** Assignment **
Filter task. Return each line of the material that holds the string "bridge".

===

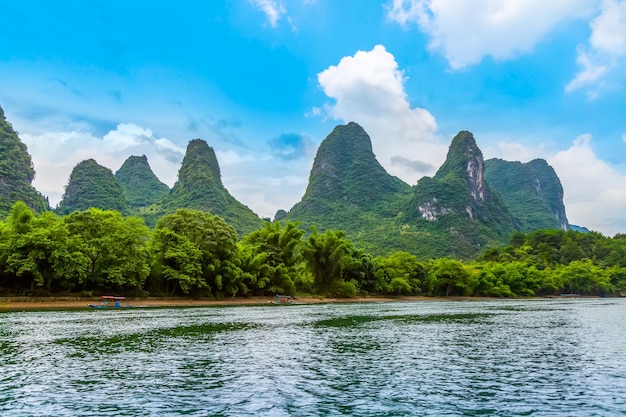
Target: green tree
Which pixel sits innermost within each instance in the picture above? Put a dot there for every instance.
(216, 242)
(404, 266)
(330, 257)
(39, 251)
(270, 257)
(117, 248)
(449, 277)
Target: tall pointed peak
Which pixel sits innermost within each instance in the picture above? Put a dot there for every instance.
(92, 185)
(465, 161)
(141, 187)
(345, 168)
(16, 172)
(199, 159)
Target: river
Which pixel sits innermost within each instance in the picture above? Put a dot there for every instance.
(442, 358)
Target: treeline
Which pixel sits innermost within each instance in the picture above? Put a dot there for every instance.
(198, 254)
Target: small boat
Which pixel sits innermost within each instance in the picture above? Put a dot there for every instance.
(283, 299)
(110, 301)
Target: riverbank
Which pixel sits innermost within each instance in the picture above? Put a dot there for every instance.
(43, 303)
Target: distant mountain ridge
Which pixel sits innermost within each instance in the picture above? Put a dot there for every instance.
(456, 212)
(200, 187)
(346, 182)
(16, 172)
(92, 185)
(532, 191)
(470, 204)
(141, 187)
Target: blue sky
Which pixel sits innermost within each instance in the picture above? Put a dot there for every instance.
(264, 81)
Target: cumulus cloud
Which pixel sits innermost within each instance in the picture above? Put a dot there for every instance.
(292, 146)
(605, 50)
(465, 31)
(55, 154)
(273, 9)
(594, 191)
(368, 88)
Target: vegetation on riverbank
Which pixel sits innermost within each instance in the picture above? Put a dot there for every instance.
(195, 253)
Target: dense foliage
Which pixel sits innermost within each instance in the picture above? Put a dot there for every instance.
(196, 253)
(141, 187)
(16, 172)
(92, 185)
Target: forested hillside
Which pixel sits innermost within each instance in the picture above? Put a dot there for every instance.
(531, 191)
(141, 187)
(196, 253)
(16, 172)
(200, 187)
(92, 185)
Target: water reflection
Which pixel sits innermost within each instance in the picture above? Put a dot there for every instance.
(538, 357)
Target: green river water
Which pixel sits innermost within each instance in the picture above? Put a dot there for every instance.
(441, 358)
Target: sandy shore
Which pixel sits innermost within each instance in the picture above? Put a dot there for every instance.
(26, 303)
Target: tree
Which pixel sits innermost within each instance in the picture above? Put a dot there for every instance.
(216, 243)
(330, 256)
(270, 257)
(39, 252)
(401, 265)
(449, 277)
(117, 248)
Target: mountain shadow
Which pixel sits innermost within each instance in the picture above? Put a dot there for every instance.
(16, 172)
(141, 187)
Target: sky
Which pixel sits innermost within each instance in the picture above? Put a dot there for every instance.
(265, 81)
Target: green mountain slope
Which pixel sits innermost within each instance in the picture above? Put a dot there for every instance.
(16, 172)
(141, 187)
(200, 187)
(532, 192)
(92, 185)
(455, 213)
(347, 185)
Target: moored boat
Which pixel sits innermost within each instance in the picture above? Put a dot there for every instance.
(110, 301)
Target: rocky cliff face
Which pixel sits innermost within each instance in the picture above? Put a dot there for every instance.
(16, 172)
(459, 203)
(200, 187)
(532, 192)
(459, 187)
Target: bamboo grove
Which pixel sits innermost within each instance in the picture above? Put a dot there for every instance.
(197, 254)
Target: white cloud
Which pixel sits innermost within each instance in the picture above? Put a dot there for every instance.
(594, 191)
(604, 50)
(273, 10)
(465, 31)
(368, 88)
(55, 154)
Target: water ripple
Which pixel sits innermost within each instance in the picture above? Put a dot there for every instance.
(513, 358)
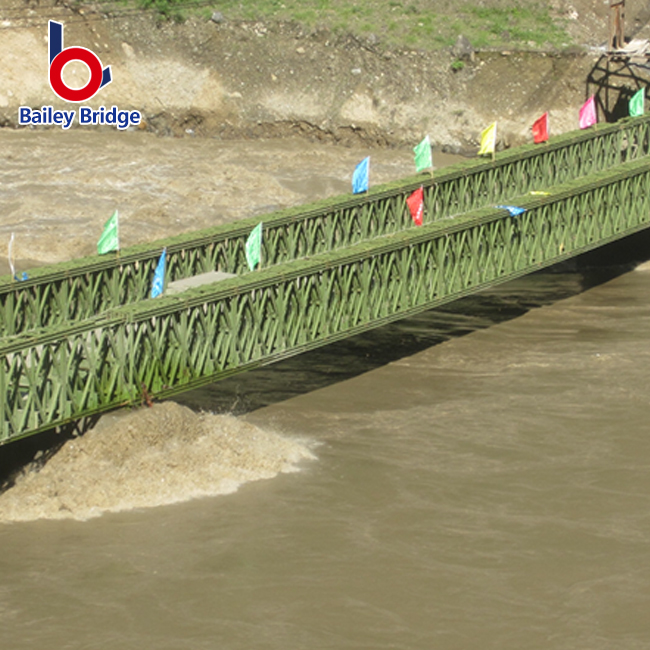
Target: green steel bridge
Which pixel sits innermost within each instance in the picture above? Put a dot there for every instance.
(80, 338)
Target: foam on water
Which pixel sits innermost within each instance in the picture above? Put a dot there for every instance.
(149, 457)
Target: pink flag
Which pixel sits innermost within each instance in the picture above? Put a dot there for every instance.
(416, 205)
(540, 129)
(588, 113)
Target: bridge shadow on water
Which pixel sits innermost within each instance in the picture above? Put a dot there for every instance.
(359, 354)
(352, 357)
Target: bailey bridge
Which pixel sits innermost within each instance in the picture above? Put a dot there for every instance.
(80, 338)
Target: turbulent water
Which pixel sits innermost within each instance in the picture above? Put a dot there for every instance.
(479, 475)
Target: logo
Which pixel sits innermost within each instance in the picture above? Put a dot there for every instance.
(99, 77)
(60, 57)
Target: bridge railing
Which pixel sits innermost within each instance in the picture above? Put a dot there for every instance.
(178, 342)
(76, 290)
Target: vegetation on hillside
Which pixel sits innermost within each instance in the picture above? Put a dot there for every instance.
(420, 24)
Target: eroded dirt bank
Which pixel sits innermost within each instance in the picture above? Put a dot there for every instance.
(253, 79)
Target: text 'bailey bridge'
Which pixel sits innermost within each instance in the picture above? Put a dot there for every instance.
(83, 337)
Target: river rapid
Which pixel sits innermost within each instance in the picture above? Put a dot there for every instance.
(477, 477)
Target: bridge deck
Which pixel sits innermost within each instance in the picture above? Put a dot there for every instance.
(77, 290)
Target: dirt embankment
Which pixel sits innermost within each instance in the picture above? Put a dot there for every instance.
(254, 79)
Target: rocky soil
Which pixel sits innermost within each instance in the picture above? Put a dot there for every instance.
(225, 79)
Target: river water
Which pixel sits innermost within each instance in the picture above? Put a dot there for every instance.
(479, 479)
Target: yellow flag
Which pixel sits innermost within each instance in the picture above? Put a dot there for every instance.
(488, 140)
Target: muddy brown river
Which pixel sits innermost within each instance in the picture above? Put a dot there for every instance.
(476, 477)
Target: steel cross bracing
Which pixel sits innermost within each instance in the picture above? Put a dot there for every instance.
(80, 289)
(174, 343)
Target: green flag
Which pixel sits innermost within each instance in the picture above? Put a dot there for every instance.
(423, 155)
(254, 247)
(109, 241)
(637, 103)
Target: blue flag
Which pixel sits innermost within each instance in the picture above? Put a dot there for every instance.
(159, 276)
(512, 209)
(360, 177)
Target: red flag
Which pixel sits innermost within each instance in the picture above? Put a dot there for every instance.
(540, 129)
(416, 205)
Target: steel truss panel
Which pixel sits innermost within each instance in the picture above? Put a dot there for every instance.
(80, 289)
(175, 343)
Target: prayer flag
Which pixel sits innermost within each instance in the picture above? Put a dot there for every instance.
(637, 103)
(158, 284)
(360, 177)
(10, 256)
(109, 241)
(488, 140)
(588, 113)
(254, 247)
(540, 129)
(512, 209)
(415, 203)
(423, 158)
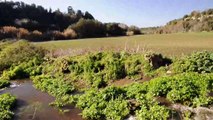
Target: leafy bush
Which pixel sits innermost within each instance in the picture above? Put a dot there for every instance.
(191, 89)
(7, 102)
(19, 52)
(201, 62)
(105, 104)
(97, 69)
(23, 70)
(152, 112)
(4, 83)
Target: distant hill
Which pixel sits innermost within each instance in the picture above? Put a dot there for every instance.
(195, 22)
(35, 17)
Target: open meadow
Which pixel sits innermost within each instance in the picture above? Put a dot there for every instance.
(168, 44)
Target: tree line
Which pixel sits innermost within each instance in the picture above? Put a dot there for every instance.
(35, 23)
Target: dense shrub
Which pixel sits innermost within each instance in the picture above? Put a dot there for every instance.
(19, 52)
(7, 102)
(201, 62)
(191, 89)
(106, 104)
(23, 70)
(4, 83)
(98, 69)
(9, 32)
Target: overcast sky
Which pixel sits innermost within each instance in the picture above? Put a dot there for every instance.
(143, 13)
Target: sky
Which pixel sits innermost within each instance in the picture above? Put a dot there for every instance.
(142, 13)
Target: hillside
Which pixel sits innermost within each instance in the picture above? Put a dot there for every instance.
(195, 22)
(175, 44)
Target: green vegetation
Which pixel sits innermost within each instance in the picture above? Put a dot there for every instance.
(91, 75)
(98, 69)
(55, 87)
(190, 89)
(201, 62)
(25, 62)
(7, 102)
(4, 83)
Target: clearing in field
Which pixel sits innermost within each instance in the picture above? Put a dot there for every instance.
(167, 44)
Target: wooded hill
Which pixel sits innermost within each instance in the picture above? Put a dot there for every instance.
(195, 22)
(35, 23)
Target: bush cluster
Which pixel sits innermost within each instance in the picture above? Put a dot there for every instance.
(98, 69)
(4, 83)
(7, 102)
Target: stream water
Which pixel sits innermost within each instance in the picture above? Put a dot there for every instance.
(33, 104)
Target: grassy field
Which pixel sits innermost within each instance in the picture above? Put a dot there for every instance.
(167, 44)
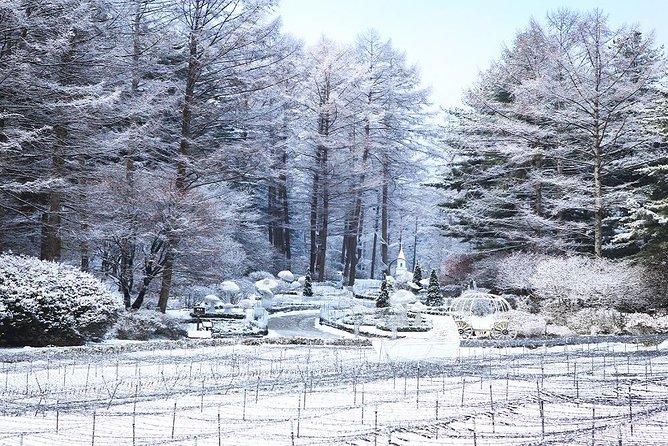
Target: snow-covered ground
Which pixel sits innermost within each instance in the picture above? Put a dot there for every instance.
(312, 395)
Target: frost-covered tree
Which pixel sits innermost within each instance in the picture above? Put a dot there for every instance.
(383, 299)
(434, 295)
(48, 303)
(417, 275)
(547, 156)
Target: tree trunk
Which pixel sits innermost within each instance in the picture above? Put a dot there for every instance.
(375, 244)
(324, 218)
(287, 248)
(167, 273)
(314, 213)
(384, 223)
(597, 153)
(51, 242)
(184, 149)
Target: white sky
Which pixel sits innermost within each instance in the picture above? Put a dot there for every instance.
(451, 41)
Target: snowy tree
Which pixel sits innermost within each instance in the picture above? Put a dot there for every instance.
(547, 154)
(434, 295)
(383, 299)
(417, 275)
(48, 303)
(308, 284)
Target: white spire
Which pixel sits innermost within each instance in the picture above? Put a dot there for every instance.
(401, 256)
(401, 263)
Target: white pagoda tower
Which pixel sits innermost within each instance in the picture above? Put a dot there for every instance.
(401, 263)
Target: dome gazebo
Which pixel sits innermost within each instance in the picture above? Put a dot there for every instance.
(482, 315)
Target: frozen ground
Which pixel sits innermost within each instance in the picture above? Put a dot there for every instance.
(605, 393)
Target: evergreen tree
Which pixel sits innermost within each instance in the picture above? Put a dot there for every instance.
(417, 275)
(434, 296)
(308, 285)
(383, 300)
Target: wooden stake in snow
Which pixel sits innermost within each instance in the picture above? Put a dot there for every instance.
(93, 438)
(87, 375)
(375, 426)
(201, 401)
(417, 392)
(219, 438)
(593, 425)
(173, 420)
(630, 411)
(243, 417)
(475, 434)
(463, 385)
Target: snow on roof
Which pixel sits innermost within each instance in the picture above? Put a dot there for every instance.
(402, 297)
(229, 286)
(401, 254)
(286, 275)
(266, 284)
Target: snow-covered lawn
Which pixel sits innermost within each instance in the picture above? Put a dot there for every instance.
(314, 395)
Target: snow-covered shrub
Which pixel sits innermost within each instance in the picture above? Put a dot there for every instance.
(259, 275)
(143, 325)
(567, 284)
(47, 303)
(286, 276)
(596, 321)
(642, 324)
(527, 324)
(308, 284)
(515, 271)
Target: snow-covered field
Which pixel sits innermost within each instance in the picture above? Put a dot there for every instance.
(312, 395)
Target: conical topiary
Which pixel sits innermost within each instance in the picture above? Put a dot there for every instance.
(434, 295)
(417, 275)
(383, 300)
(308, 284)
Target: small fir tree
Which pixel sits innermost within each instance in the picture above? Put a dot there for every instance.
(434, 296)
(417, 275)
(383, 300)
(308, 284)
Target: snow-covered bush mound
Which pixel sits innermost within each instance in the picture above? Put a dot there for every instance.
(47, 303)
(596, 321)
(143, 325)
(259, 275)
(527, 324)
(643, 324)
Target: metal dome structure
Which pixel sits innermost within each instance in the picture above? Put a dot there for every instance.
(482, 315)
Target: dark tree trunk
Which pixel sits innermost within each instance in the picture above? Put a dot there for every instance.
(51, 242)
(384, 223)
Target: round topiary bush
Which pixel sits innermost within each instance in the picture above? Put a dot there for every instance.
(143, 325)
(47, 303)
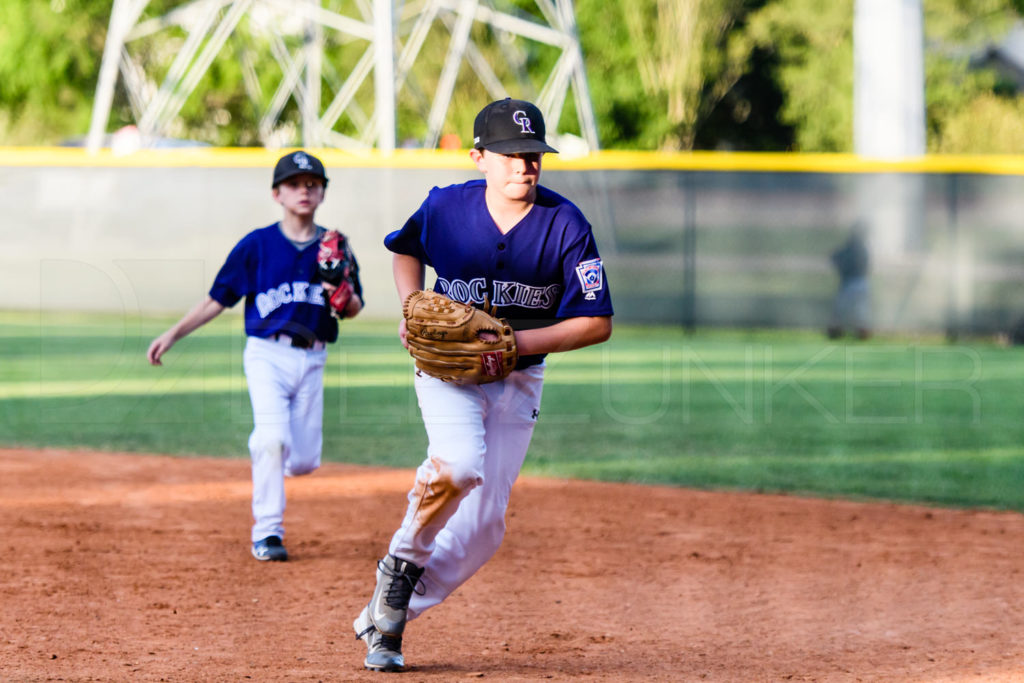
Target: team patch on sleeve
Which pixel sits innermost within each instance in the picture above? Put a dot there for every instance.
(591, 276)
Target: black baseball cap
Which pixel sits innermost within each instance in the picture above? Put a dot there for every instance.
(509, 126)
(298, 163)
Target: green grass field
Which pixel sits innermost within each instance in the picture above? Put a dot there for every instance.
(897, 419)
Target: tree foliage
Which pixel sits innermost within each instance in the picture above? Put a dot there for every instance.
(663, 75)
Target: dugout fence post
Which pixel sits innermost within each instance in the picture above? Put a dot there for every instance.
(689, 313)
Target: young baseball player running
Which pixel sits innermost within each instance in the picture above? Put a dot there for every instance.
(291, 313)
(505, 242)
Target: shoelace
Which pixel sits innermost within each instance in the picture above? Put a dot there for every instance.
(392, 643)
(399, 592)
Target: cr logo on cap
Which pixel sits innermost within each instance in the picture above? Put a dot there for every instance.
(525, 126)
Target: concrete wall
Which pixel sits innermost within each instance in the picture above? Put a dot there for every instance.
(702, 240)
(118, 239)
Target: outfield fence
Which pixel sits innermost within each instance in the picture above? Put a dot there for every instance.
(734, 240)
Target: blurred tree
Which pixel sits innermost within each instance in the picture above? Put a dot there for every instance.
(813, 45)
(664, 75)
(659, 67)
(49, 57)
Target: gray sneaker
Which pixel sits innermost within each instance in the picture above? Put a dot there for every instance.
(383, 652)
(396, 579)
(269, 549)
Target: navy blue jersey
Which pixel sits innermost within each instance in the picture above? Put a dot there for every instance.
(280, 283)
(544, 269)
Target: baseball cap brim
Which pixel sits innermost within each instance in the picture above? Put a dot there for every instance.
(519, 144)
(285, 176)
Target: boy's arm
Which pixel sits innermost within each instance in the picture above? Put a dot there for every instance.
(564, 336)
(409, 276)
(203, 312)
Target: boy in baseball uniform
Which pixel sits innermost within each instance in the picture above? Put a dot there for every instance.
(509, 242)
(291, 314)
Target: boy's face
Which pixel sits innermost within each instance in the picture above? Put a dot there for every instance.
(513, 176)
(300, 195)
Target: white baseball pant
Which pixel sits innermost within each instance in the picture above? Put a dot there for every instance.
(478, 437)
(286, 386)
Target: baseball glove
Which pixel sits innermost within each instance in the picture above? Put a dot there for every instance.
(336, 266)
(456, 342)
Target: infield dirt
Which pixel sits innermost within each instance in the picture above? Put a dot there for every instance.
(125, 567)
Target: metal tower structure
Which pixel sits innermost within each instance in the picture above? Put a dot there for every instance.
(387, 36)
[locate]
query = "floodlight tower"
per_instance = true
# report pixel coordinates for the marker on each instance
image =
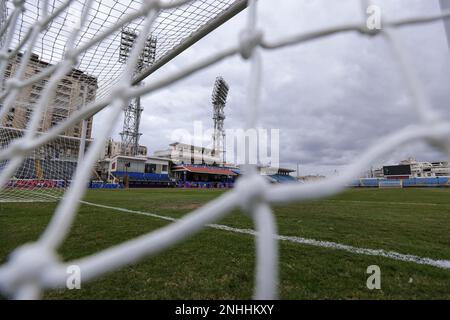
(130, 133)
(219, 100)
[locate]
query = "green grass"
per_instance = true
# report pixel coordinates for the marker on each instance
(220, 265)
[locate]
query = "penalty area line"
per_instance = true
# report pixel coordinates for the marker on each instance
(443, 264)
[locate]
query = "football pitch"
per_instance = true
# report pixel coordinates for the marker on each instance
(325, 248)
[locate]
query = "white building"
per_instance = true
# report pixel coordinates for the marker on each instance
(411, 168)
(181, 153)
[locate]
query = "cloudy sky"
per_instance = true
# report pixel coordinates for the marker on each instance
(331, 98)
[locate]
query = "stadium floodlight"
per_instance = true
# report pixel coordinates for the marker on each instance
(219, 100)
(132, 114)
(445, 5)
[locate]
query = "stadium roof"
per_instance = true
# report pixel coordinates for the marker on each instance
(206, 170)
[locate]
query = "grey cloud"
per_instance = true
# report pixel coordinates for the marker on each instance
(331, 98)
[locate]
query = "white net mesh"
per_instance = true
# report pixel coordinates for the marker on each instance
(93, 49)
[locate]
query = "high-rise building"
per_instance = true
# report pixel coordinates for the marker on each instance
(74, 91)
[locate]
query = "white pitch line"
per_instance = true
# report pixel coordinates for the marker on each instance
(391, 203)
(443, 264)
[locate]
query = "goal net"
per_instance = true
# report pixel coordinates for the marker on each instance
(59, 66)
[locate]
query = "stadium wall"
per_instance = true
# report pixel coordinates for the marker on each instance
(407, 183)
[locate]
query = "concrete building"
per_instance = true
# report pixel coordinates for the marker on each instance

===

** Task output **
Target: green steel bridge
Target: bridge shadow on water
Target: bailey bridge
Target: bridge railing
Target: text 'bailey bridge'
Target: bridge deck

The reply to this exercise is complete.